(The input Opens)
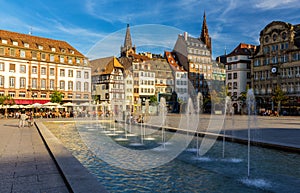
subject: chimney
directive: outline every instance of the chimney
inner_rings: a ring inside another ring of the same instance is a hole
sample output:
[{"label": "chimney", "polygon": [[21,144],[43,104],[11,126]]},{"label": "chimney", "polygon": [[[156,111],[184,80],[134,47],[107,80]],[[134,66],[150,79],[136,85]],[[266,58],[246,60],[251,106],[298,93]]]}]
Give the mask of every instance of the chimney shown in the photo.
[{"label": "chimney", "polygon": [[183,37],[184,37],[184,40],[187,41],[188,33],[187,33],[187,32],[184,32],[184,33],[183,33]]}]

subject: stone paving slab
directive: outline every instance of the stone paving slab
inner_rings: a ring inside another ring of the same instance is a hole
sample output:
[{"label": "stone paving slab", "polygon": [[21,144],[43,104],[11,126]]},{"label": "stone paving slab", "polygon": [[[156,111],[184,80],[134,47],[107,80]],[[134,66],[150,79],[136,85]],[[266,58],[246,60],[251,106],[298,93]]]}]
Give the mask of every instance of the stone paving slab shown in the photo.
[{"label": "stone paving slab", "polygon": [[0,120],[0,192],[70,192],[35,127]]}]

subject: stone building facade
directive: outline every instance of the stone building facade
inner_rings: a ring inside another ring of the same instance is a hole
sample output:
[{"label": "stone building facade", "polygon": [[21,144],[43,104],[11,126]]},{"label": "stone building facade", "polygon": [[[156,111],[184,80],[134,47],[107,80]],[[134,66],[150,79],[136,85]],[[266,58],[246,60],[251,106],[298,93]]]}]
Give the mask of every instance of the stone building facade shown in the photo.
[{"label": "stone building facade", "polygon": [[272,95],[277,86],[288,96],[283,111],[300,108],[300,24],[269,23],[260,32],[260,45],[252,60],[252,87],[259,108],[276,110]]}]

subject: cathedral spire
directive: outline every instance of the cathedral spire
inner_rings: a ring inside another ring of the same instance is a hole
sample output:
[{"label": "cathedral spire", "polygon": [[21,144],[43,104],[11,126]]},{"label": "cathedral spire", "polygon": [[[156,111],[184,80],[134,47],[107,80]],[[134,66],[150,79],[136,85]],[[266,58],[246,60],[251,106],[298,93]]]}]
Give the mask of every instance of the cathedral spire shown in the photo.
[{"label": "cathedral spire", "polygon": [[211,38],[209,37],[209,33],[208,33],[208,27],[207,27],[207,24],[206,24],[205,11],[204,11],[204,15],[203,15],[203,23],[202,23],[202,30],[201,30],[200,40],[207,46],[207,48],[211,52]]},{"label": "cathedral spire", "polygon": [[135,53],[135,46],[132,47],[129,24],[127,24],[124,45],[121,46],[121,56],[128,57],[129,53]]},{"label": "cathedral spire", "polygon": [[126,35],[125,35],[125,40],[124,40],[124,47],[127,49],[132,48],[129,24],[127,24]]}]

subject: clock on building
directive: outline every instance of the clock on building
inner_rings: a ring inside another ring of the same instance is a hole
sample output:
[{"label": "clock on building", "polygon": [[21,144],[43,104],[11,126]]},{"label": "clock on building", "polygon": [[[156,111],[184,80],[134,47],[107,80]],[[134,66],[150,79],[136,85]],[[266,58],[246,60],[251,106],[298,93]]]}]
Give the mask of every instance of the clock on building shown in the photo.
[{"label": "clock on building", "polygon": [[273,66],[272,68],[271,68],[271,72],[273,73],[273,74],[275,74],[275,73],[277,73],[277,67],[275,67],[275,66]]}]

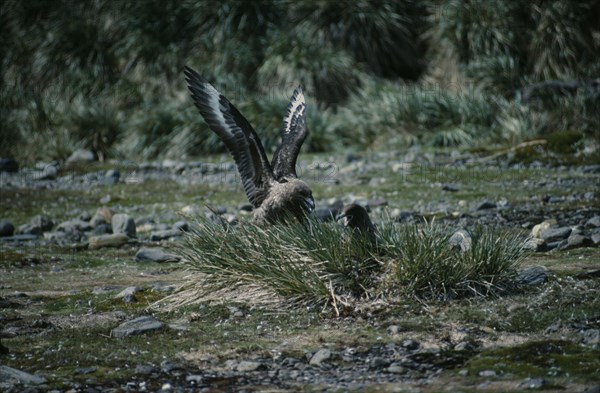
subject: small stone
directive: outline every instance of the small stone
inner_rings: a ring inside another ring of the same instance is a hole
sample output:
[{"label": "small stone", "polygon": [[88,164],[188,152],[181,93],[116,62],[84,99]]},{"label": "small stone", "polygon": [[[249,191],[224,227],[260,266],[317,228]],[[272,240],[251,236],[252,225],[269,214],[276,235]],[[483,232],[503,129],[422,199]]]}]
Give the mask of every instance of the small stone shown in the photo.
[{"label": "small stone", "polygon": [[124,233],[129,237],[135,236],[135,221],[127,214],[115,214],[112,216],[113,233]]},{"label": "small stone", "polygon": [[469,251],[471,249],[471,245],[473,244],[473,239],[469,232],[464,229],[459,229],[454,232],[450,239],[448,239],[448,243],[453,247],[462,252]]},{"label": "small stone", "polygon": [[69,158],[67,158],[66,163],[75,164],[92,161],[94,161],[94,153],[87,149],[77,149],[69,156]]},{"label": "small stone", "polygon": [[530,266],[519,272],[517,281],[521,285],[539,285],[548,280],[548,272],[544,266]]},{"label": "small stone", "polygon": [[190,229],[189,224],[186,221],[177,221],[173,224],[173,229],[179,229],[180,231],[188,231]]},{"label": "small stone", "polygon": [[421,346],[421,344],[419,344],[418,341],[415,341],[410,338],[402,341],[402,347],[409,351],[414,351],[415,349],[419,349],[420,346]]},{"label": "small stone", "polygon": [[76,375],[84,375],[84,374],[93,374],[98,370],[98,367],[77,367],[73,370],[73,374]]},{"label": "small stone", "polygon": [[106,235],[112,233],[110,224],[99,224],[94,228],[94,235]]},{"label": "small stone", "polygon": [[538,239],[538,238],[534,237],[534,238],[527,240],[523,244],[523,250],[525,250],[525,251],[539,252],[539,251],[544,251],[545,249],[546,249],[546,242],[544,241],[544,239]]},{"label": "small stone", "polygon": [[586,228],[599,228],[600,227],[600,216],[594,216],[586,221]]},{"label": "small stone", "polygon": [[390,374],[404,374],[406,369],[398,364],[392,364],[387,369],[387,372]]},{"label": "small stone", "polygon": [[22,235],[0,237],[0,240],[4,240],[7,242],[27,242],[27,241],[31,241],[31,240],[36,240],[38,237],[39,237],[38,235],[22,234]]},{"label": "small stone", "polygon": [[462,377],[466,377],[466,376],[468,376],[468,375],[469,375],[469,370],[467,370],[467,369],[463,368],[462,370],[460,370],[460,371],[458,372],[458,375],[460,375],[460,376],[462,376]]},{"label": "small stone", "polygon": [[46,378],[29,374],[16,368],[0,365],[0,381],[2,383],[41,385],[46,383]]},{"label": "small stone", "polygon": [[56,230],[59,232],[87,232],[94,229],[92,224],[82,221],[79,218],[61,222],[57,225]]},{"label": "small stone", "polygon": [[600,330],[599,329],[587,329],[583,331],[583,343],[586,345],[598,345],[600,344]]},{"label": "small stone", "polygon": [[382,357],[376,356],[373,359],[371,359],[371,368],[381,369],[384,367],[388,367],[389,365],[390,362]]},{"label": "small stone", "polygon": [[570,227],[548,228],[540,233],[540,237],[544,239],[546,243],[551,243],[558,240],[566,239],[569,237],[570,234]]},{"label": "small stone", "polygon": [[480,377],[495,377],[496,372],[494,370],[483,370],[479,372]]},{"label": "small stone", "polygon": [[594,243],[595,246],[600,244],[600,232],[592,234],[592,243]]},{"label": "small stone", "polygon": [[12,236],[15,233],[15,226],[7,220],[0,221],[0,237]]},{"label": "small stone", "polygon": [[544,385],[546,385],[546,381],[542,378],[527,378],[519,384],[519,387],[525,389],[540,389]]},{"label": "small stone", "polygon": [[371,198],[367,201],[367,207],[369,208],[375,208],[375,207],[382,207],[382,206],[387,206],[388,205],[388,201],[385,198]]},{"label": "small stone", "polygon": [[485,200],[479,203],[479,205],[477,205],[477,207],[475,208],[475,210],[486,210],[486,209],[495,209],[496,208],[496,203],[489,201],[489,200]]},{"label": "small stone", "polygon": [[242,203],[238,206],[238,210],[245,211],[245,212],[251,212],[253,209],[254,209],[254,206],[252,206],[250,203]]},{"label": "small stone", "polygon": [[455,351],[470,351],[473,349],[473,345],[468,341],[461,341],[454,346]]},{"label": "small stone", "polygon": [[166,359],[166,360],[163,360],[162,362],[160,362],[160,369],[162,370],[162,372],[167,373],[167,374],[172,374],[173,372],[182,370],[182,368],[179,364],[177,364],[169,359]]},{"label": "small stone", "polygon": [[115,299],[122,299],[126,296],[135,295],[138,292],[141,292],[142,288],[140,287],[127,287],[115,295]]},{"label": "small stone", "polygon": [[10,157],[0,158],[0,172],[19,172],[19,163]]},{"label": "small stone", "polygon": [[54,221],[50,217],[37,215],[31,219],[29,224],[21,225],[18,232],[29,235],[41,235],[52,229],[53,226]]},{"label": "small stone", "polygon": [[544,330],[544,334],[552,334],[552,333],[556,333],[558,332],[558,330],[561,328],[562,326],[562,322],[560,320],[555,321],[554,323],[552,323],[552,325],[548,326],[545,330]]},{"label": "small stone", "polygon": [[262,368],[264,368],[264,365],[261,362],[251,362],[251,361],[247,361],[247,360],[242,360],[241,362],[238,363],[238,365],[235,369],[239,372],[246,373],[246,372],[260,370]]},{"label": "small stone", "polygon": [[102,198],[100,198],[100,203],[103,204],[103,205],[106,205],[111,200],[112,200],[112,198],[110,197],[110,195],[105,195]]},{"label": "small stone", "polygon": [[55,180],[58,173],[58,167],[52,164],[46,165],[41,171],[35,172],[33,180]]},{"label": "small stone", "polygon": [[311,356],[309,364],[316,366],[331,358],[331,351],[327,348],[319,349]]},{"label": "small stone", "polygon": [[110,235],[100,235],[90,237],[89,248],[95,250],[102,247],[119,247],[129,241],[129,236],[124,233],[114,233]]},{"label": "small stone", "polygon": [[79,215],[81,221],[89,222],[92,219],[92,215],[88,212],[83,212]]},{"label": "small stone", "polygon": [[442,190],[448,192],[457,192],[459,190],[458,186],[453,183],[446,183],[442,185]]},{"label": "small stone", "polygon": [[110,335],[115,338],[123,338],[137,334],[143,334],[162,329],[164,324],[153,317],[143,316],[124,322],[114,328]]},{"label": "small stone", "polygon": [[121,172],[118,169],[109,169],[104,174],[104,184],[113,185],[119,182]]},{"label": "small stone", "polygon": [[135,366],[135,373],[139,375],[150,375],[157,371],[156,367],[150,364],[138,364]]},{"label": "small stone", "polygon": [[137,262],[177,262],[181,259],[179,255],[170,254],[162,248],[142,247],[135,254]]},{"label": "small stone", "polygon": [[170,239],[172,237],[179,237],[181,235],[183,235],[183,232],[181,232],[179,229],[167,229],[164,231],[154,231],[150,235],[150,240],[152,240],[152,241],[166,240],[166,239]]},{"label": "small stone", "polygon": [[398,325],[390,325],[387,328],[389,334],[398,334],[400,332],[400,326]]}]

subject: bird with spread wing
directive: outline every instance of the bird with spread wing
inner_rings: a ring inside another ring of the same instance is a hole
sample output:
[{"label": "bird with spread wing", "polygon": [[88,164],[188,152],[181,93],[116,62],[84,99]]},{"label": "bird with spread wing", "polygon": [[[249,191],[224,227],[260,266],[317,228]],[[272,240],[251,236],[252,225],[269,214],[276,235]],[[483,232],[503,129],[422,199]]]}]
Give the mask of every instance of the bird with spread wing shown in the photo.
[{"label": "bird with spread wing", "polygon": [[185,67],[194,104],[223,141],[236,163],[244,191],[254,206],[253,221],[272,224],[295,217],[303,221],[315,208],[312,191],[296,175],[296,159],[306,138],[304,94],[297,87],[281,127],[281,143],[271,163],[256,131],[225,96],[196,71]]}]

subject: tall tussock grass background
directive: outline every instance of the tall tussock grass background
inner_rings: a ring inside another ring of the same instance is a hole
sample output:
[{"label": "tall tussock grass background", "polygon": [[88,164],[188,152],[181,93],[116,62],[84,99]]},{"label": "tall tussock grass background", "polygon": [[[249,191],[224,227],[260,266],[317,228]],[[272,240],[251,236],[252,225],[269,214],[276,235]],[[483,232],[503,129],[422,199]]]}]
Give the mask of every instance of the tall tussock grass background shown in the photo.
[{"label": "tall tussock grass background", "polygon": [[592,0],[6,0],[0,155],[222,152],[193,110],[186,64],[243,109],[268,150],[298,84],[311,100],[309,151],[590,137],[597,88],[532,103],[518,92],[598,78],[599,18]]},{"label": "tall tussock grass background", "polygon": [[174,251],[190,275],[162,303],[168,309],[240,301],[353,313],[400,299],[449,300],[514,288],[524,255],[518,234],[477,228],[471,248],[434,223],[379,228],[376,244],[335,223],[259,227],[196,220]]}]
(The input Closes)
Work instructions
Only the lines from the first line of the entries through the line containing "directive: outline every instance of the stone building" should be output, exactly as they are, without pictures.

Problem solution
subject: chimney
directive: outline every instance of the chimney
inner_rings: a ring inside another ring of the same instance is a hole
sample output:
[{"label": "chimney", "polygon": [[21,144],[43,104],[11,126]]},{"label": "chimney", "polygon": [[[156,111],[184,80],[134,47],[107,80]],[[134,66],[150,79],[136,85]],[[266,58],[246,60],[251,106],[298,93]]]}]
Give the mask of every instance of the chimney shown in the photo.
[{"label": "chimney", "polygon": [[183,37],[184,37],[184,40],[187,41],[188,33],[187,33],[187,32],[184,32],[184,33],[183,33]]}]

subject: stone paving slab
directive: outline every instance of the stone paving slab
inner_rings: a ring inside another ring of the same instance is a hole
sample output:
[{"label": "stone paving slab", "polygon": [[21,144],[43,104],[11,126]]},{"label": "stone paving slab", "polygon": [[[156,111],[184,80],[134,47],[107,80]],[[134,66],[150,79],[136,85]],[[266,58],[246,60],[251,106],[298,93]]]}]
Give the mask of every instance of the stone paving slab shown in the photo.
[{"label": "stone paving slab", "polygon": [[0,120],[0,192],[70,192],[35,127]]}]

subject: stone building facade
directive: outline every instance of the stone building facade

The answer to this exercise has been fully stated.